> _Input_
··········

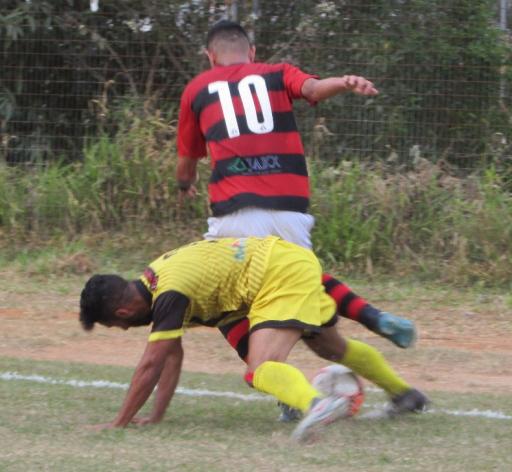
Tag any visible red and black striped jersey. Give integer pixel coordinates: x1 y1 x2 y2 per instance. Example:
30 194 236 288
178 63 316 216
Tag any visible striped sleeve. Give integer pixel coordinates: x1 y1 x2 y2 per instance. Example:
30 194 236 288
149 290 190 342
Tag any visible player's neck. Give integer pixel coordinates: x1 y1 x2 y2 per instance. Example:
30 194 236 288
214 55 251 67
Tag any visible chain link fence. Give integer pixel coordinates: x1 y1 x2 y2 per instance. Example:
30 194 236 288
0 0 512 170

··········

> _Exercise description_
Rewrite all of the entries with "Tag" replaced by "Mark" wherever it appears, and change nothing else. Leave out the pictures.

> _Written solution_
Mark any visible red and black striped jersey. Give integer pixel coordinates: x1 y1 x2 y2 per instance. Example:
30 194 236 288
178 63 316 216
Mark any visible striped sleeve. Give integer pixel coordinates: x1 y1 x2 y2 per instance. Example:
30 194 236 288
149 290 190 342
Mark any visible player's neck. Give integer pixel coordinates: x1 y1 x2 y2 per instance. Example:
30 194 236 288
214 55 251 67
Mark any visible chain link fence. Give integer pixel coordinates: x1 y1 x2 y2 per instance. Example:
30 194 236 288
0 0 512 170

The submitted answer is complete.